[Point localization data]
◆ ◆ ◆ ◆ ◆ ◆ ◆

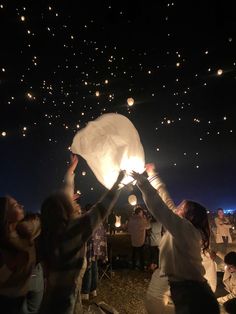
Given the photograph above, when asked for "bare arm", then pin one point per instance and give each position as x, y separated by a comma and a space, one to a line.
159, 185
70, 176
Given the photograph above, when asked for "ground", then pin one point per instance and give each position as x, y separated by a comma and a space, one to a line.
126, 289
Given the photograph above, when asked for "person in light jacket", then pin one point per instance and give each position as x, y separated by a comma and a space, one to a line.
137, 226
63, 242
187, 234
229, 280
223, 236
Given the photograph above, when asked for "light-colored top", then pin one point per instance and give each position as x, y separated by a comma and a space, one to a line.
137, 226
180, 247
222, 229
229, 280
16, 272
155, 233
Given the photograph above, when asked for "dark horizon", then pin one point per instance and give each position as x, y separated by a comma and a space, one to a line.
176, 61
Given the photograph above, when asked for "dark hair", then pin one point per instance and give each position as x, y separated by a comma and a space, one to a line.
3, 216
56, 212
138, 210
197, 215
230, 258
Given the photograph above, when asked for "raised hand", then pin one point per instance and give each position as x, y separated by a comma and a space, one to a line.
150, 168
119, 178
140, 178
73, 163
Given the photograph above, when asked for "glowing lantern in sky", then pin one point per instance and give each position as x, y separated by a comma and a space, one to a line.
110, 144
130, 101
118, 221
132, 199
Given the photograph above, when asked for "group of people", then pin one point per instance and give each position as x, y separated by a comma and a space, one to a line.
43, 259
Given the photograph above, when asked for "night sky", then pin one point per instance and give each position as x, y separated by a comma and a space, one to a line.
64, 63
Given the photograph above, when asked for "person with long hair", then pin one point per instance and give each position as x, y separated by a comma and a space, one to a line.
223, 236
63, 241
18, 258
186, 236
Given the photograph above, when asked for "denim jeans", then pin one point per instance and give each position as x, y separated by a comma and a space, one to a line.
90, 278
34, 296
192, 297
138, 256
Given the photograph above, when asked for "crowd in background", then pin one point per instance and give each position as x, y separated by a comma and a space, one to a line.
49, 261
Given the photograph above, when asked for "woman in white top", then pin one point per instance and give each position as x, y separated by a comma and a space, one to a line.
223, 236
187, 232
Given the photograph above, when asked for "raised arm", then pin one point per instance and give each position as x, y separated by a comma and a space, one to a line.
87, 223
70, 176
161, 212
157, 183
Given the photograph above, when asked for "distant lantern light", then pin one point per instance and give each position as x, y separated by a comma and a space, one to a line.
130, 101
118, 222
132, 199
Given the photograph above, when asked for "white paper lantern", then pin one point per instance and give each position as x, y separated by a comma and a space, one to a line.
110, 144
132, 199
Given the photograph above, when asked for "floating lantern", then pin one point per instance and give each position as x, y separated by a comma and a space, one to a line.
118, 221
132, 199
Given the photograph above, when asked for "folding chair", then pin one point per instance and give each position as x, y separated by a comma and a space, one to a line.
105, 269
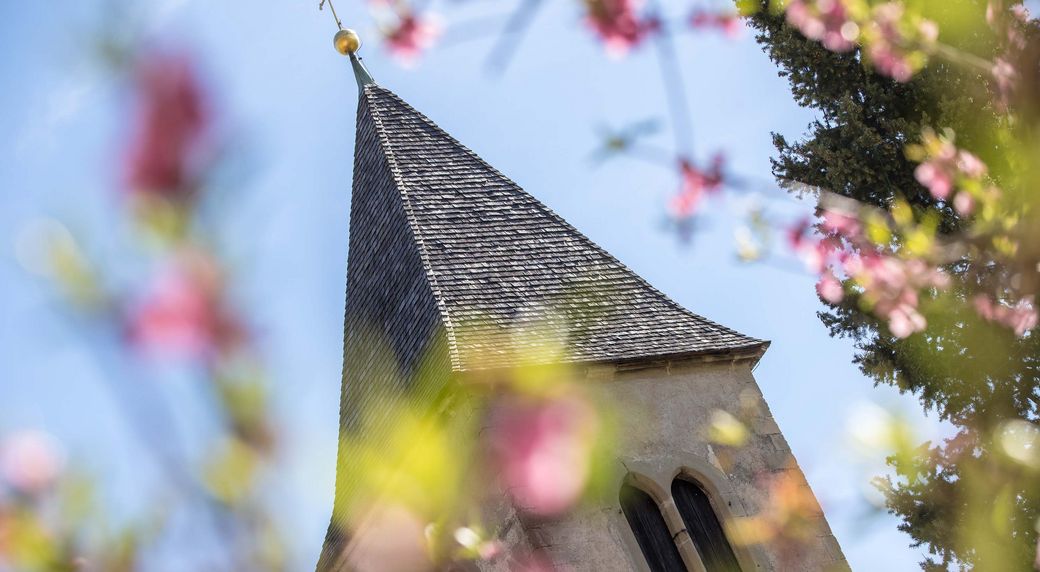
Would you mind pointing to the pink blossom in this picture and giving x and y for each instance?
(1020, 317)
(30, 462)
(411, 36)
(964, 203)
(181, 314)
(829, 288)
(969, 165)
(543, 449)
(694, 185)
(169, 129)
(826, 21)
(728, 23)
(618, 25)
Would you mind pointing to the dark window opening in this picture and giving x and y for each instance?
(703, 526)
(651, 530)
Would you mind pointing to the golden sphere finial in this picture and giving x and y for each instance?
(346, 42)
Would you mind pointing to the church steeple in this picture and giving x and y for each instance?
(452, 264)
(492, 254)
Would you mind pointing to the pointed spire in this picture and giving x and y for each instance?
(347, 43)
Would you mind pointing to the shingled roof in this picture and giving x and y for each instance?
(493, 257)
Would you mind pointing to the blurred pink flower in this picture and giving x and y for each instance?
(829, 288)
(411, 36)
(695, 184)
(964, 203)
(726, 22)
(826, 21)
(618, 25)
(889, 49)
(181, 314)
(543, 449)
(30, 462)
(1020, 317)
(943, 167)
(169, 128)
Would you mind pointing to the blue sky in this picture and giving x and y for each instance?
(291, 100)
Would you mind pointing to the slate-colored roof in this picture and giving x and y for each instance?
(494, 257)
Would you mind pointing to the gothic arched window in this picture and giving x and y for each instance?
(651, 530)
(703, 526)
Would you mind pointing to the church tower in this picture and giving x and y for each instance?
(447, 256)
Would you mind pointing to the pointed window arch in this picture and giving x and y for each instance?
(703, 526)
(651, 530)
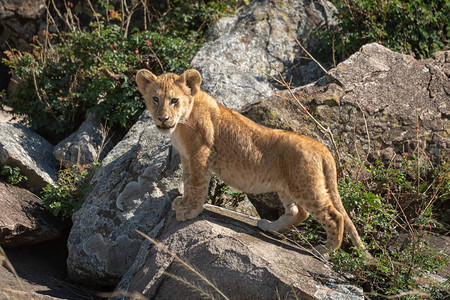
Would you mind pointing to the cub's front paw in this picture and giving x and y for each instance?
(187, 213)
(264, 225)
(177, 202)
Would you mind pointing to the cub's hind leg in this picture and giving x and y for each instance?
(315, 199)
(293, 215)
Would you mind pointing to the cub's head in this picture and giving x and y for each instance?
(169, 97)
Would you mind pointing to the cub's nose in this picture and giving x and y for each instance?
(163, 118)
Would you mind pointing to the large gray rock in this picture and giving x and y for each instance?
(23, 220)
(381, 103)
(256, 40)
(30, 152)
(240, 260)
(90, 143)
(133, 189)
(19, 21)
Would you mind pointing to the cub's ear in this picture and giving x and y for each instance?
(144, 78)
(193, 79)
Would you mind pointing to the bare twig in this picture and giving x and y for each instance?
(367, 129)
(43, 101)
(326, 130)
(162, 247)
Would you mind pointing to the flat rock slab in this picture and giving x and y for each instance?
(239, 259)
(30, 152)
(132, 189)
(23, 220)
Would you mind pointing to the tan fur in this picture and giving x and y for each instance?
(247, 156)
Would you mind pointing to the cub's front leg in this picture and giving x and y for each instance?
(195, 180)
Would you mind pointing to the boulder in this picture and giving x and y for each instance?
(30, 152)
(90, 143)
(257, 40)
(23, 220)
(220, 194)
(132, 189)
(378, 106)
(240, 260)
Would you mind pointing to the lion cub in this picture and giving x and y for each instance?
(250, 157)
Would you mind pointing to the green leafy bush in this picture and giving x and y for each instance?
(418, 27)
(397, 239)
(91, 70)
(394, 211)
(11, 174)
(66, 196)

◆ ◆ ◆ ◆ ◆ ◆ ◆

▶ Exercise aim:
Repeat the data above word for word, without pictures.

▶ Result for this task:
Given the photograph above, when asked for "bare arm", then pin one point per instance and give each position as x, y separated by a comma and a space, one to a line.
159, 185
70, 176
Given the photograph above, when asked for "ground", then pin one point per instance and give each position as x, y separated by a comma and a space, one to a line.
126, 289
Given the photograph above, when asked for "person in light jacket", then pin one point per instance and give each position as x, y separated by a comma and a space, one to a line.
137, 226
63, 242
187, 234
229, 280
223, 236
Given the photograph above, when asked for "light-colored top", then pin one point per instance and give each position as x, y separated by a comma and a space, one to a line.
137, 226
180, 247
222, 229
229, 280
16, 272
155, 233
Given the photograph above, when asked for "dark horizon", then pin one point per instance and give each position as x, y separated by a comma and a space, one to a line.
176, 61
Given the photograph above, when asked for "dark hair", then pin one point per instance and give each position as x, y separated by a comma and a space, one to a line.
3, 216
56, 212
138, 210
197, 215
230, 258
Given the photograph above, when asked for "raised hand", then pin one point per instance and give each position as x, y separated by a comma and a space, one to a line.
150, 168
119, 178
140, 178
73, 163
Given the photograph above, when asked for "glowing lantern in sky", then pin one point per instance and give each position as x, y separated by a comma and a space, one to a line.
110, 144
130, 101
118, 221
132, 199
Given the photograph above, when asked for "group of people", then pin one point per instance and give each position as x, y separated by a comma and a space, one to a line.
43, 259
Given the photograph above, when asked for "night sky", then pin one point per instance and give each position as x, y separated by a comma and a space, one to a line.
64, 63
Given the photograph above, when asked for "person with long hair", then pin one point per instance and give each position as x, y separated by a comma and a space, one to a line.
223, 236
63, 241
18, 258
186, 236
Given the photograph above, when asked for "denim jeans", then pin one point per instance and give each position as x, y separated by a comma and a space, one to a line.
90, 278
34, 296
192, 297
138, 256
Given the photograph above, when asked for "crowd in background", then pin one point per instance and give each position as x, y separated by a comma and a space, one to a line.
49, 261
Given the photograph above, when asked for "woman in white top", then pin one point per instance and give each position as x, y separated by a comma and a space, one to a line.
223, 236
187, 232
Given the photograph above, when asked for "raised arm", then pin one point per instance and give each position as x, y separated by a comma and a space, one to a line.
87, 223
70, 176
161, 212
157, 183
Given the photograph above, when asked for "distant lantern light", then pin one point per instance and give each position as x, y separated by a comma and a space, one to a line.
130, 101
118, 222
132, 199
Given the photograph above, when asked for "white paper lantern", then pin one point per instance and give each position as x, y separated by a comma and a space, one to a line.
110, 144
132, 199
Given the photograph above, when asked for "floating lantern", then pin one point per instance and give each position as x, y separated by a comma and a space, one to a line.
118, 221
132, 199
Given the photograph above, when asked for "folding chair", then pin one point per instance and give each position as x, y separated by a comma and a space, one to a line.
105, 269
Would you mind pointing to the pink blossom in this picture and giving x and y for each instance?
(1020, 317)
(30, 462)
(411, 36)
(964, 203)
(181, 314)
(829, 288)
(969, 165)
(543, 449)
(694, 185)
(169, 129)
(826, 21)
(728, 23)
(618, 25)
Would you mind pointing to the dark window opening in this picture and giving x and y for each instance?
(703, 526)
(651, 530)
Would you mind pointing to the golden sphere finial in this picture and giving x and y for each instance?
(346, 42)
Would you mind pointing to the church steeple in this picture and giving x and y for each instance?
(452, 264)
(492, 254)
Would you mind pointing to the pointed spire in this picture and giving x and y for each instance?
(347, 43)
Would you mind pointing to the shingled roof in this picture and giving x and y for each instance?
(493, 257)
Would you mind pointing to the blurred pink flower in this picture and giving x and y for each instance?
(829, 288)
(411, 36)
(695, 184)
(964, 203)
(726, 22)
(826, 21)
(618, 25)
(889, 49)
(181, 314)
(543, 449)
(30, 462)
(1020, 317)
(943, 167)
(169, 128)
Would you mind pointing to the blue sky in this picture and giving x and y for each instance?
(291, 100)
Would you mind pointing to the slate-colored roof in this picture and giving x and y for each instance?
(494, 257)
Would you mind pointing to the gothic arched window in this picture and giving x and y for each instance?
(651, 530)
(703, 526)
Would you mind pointing to the church tower in this picture and giving x and y for each instance?
(447, 256)
Would you mind pointing to the pointed window arch in this picture and giving x and y for each instance?
(703, 526)
(651, 530)
Would you mind pointing to the cub's front paw in this picture and giving x and y for each instance?
(187, 213)
(264, 225)
(177, 202)
Would you mind pointing to the cub's hind leg in this picture and giving x and y for each instance?
(315, 199)
(293, 215)
Would you mind pointing to the cub's head in this picture and giving x and y for each instance?
(169, 97)
Would you mind pointing to the cub's nose in this picture and giving x and y for each instance?
(163, 118)
Would you mind pointing to the large gray rock in this picture and giving x and y for each instance?
(23, 220)
(381, 103)
(256, 40)
(30, 152)
(240, 260)
(90, 143)
(133, 189)
(19, 21)
Would you mind pointing to the cub's ear in this picture and giving x and y for each instance?
(144, 78)
(193, 79)
Would you mind pointing to the bare twig in this picture and giving x and y for each instance?
(367, 129)
(43, 101)
(326, 130)
(162, 247)
Would you mind pointing to the flat rock slab in this picture and giving x and y for each instance?
(239, 259)
(30, 152)
(132, 189)
(23, 220)
Would you mind pointing to the tan fur in this picture and giving x and y for each instance?
(247, 156)
Would you mind pointing to the cub's front leg in this picture and giving x and y for each instance?
(195, 180)
Would you mind pointing to the boulder in this picture and giving x and y for each instance?
(30, 152)
(90, 143)
(257, 40)
(23, 220)
(220, 194)
(132, 189)
(378, 106)
(240, 260)
Would you mind pointing to the lion cub in this picture and giving x and y for each instance?
(250, 157)
Would you mind pointing to the green leafy bush in this picture and giving x and y for each instance?
(418, 27)
(397, 239)
(91, 70)
(394, 211)
(11, 174)
(66, 196)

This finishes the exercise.